>> Begin TEXT SECTION

Scalar, Using, Table, User-Defined Spark Functions for Azure Databrick

By: John Miner | Updated: 2023-03-07 | Comments | Related: > Azure Databricks

Problem

The number of computer systems has drastically increased over time as the number of people supporting those systems has decreased. This means managers are responsible for doing more with less staff. If custom code is written for each business rule and duplicated for applications, we will have a maintenance nightmare. How can we reuse code that has been hardened by extensive testing?

Solution

Azure Databricks supports two ways to define and use functions to reduce maintenance. Functions were added to the Azure Databricks runtime engine in version 9.1. These functions are defined using Spark SQL within the notebook. Before the introduction of native functions, the Python library supported the creation of user defined functions that could be used with either dataframes or SQL. Today, we are going to investigate how to define and use functions.

Business Problem

Our company has just started using Azure Databricks, and our manager wants us to learn how to use functions to increase code reuse. Here is a list of topics we need to investigate and report on:

Task Id	Description
1	Scalar functions
2	Using functions
3	Table functions
4	User defined functions

At the end of the research, we will have a good understanding of how to create and use functions.

Scalar Functions (Spark SQL)

Two types of values can be returned from a Spark SQL function: scalar values and table values. In this section, we will be talking about scalar functions. The first program every computer scientist write is "hello world." The first function defined below is similar in nature. We will use the %sql magic command in our Python notebook to signify the language of our statements.

Run the code below to create a function called "big_data" that returns a simple string. Use the CREATE FUNCTION documentation to learn more.

%sql
CREATE FUNCTION big_data() 
RETURNS STRING 
RETURN 'Spark rules the world!';

Execute the function called "big_data" in a typical SELECT statement to see the output.

%sql
SELECT big_data() AS Truth;

The output of our very first function is shown below.

spark functions - simple scalar function.

Below is an example of another function.

%sql
CREATE OR REPLACE FUNCTION mask_data (clear_txt STRING, last_chars STRING) 
RETURNS 
STRING 
RETURN 
if (char_length(clear_txt) <= cast(last_chars as int), 
    clear_txt, 
    concat( repeat('=', char_length(clear_txt) - cast(last_chars as int)), 
            substring(clear_txt, - cast(last_chars as int))) 
    );

Using Functions (Spark SQL)

Often, a company might have several user functions already defined in the hive catalog. Call the SHOW USER FUNCTION statement to find out what is in your environment:

%sql
SHOW USER FUNCTIONS

The output of this statement shows three functions in my environment.

>> End TEXT SECTION
>> Begin DATA EXTRACT

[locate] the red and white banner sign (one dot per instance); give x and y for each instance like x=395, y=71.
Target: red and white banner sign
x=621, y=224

>> End DATA EXTRACT
>> Begin DATA EXTRACT

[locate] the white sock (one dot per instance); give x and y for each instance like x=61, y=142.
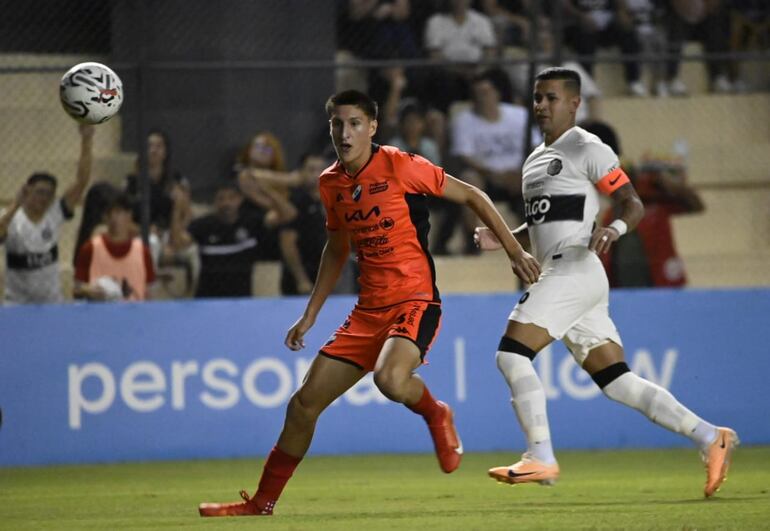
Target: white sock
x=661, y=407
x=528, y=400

>> End DATA EXTRACT
>> Begin DATA EXTRACT

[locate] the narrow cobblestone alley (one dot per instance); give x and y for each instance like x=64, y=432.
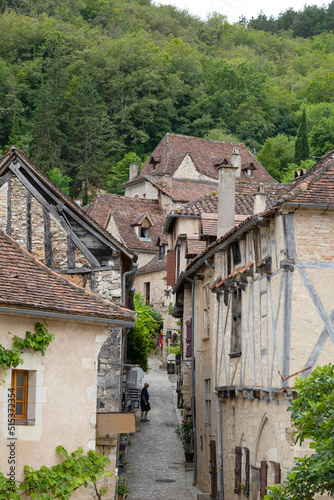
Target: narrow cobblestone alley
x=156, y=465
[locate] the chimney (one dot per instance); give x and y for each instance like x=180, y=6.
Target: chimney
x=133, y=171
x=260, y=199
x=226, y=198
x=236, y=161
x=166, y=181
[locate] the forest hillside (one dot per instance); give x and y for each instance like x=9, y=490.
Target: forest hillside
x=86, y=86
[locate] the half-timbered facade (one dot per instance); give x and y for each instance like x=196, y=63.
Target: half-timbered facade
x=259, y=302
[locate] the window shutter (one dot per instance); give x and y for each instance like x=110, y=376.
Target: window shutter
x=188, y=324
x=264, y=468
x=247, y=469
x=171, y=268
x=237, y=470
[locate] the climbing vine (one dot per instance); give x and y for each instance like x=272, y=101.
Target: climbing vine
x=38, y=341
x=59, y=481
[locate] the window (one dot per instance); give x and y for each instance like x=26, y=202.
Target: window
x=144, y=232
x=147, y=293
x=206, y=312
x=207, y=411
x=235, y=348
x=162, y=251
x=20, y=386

>> End DATA EXTRACT

*DIRECTIVES*:
**A.** According to the Spark functions article, in which runtime version were functions added to Azure Databricks?
**B.** Retype the stretch of the Spark functions article from "Below is an" through "Using Functions (Spark SQL)".

*RESULTS FOR EACH TASK*:
**A.** Version 9.1.

**B.**
Below is an example of another function.

%sql
CREATE OR REPLACE FUNCTION mask_data (clear_txt STRING, last_chars STRING) 
RETURNS 
STRING 
RETURN 
if (char_length(clear_txt) <= cast(last_chars as int), 
    clear_txt, 
    concat( repeat('=', char_length(clear_txt) - cast(last_chars as int)), 
            substring(clear_txt, - cast(last_chars as int))) 
    );

Using Functions (Spark SQL)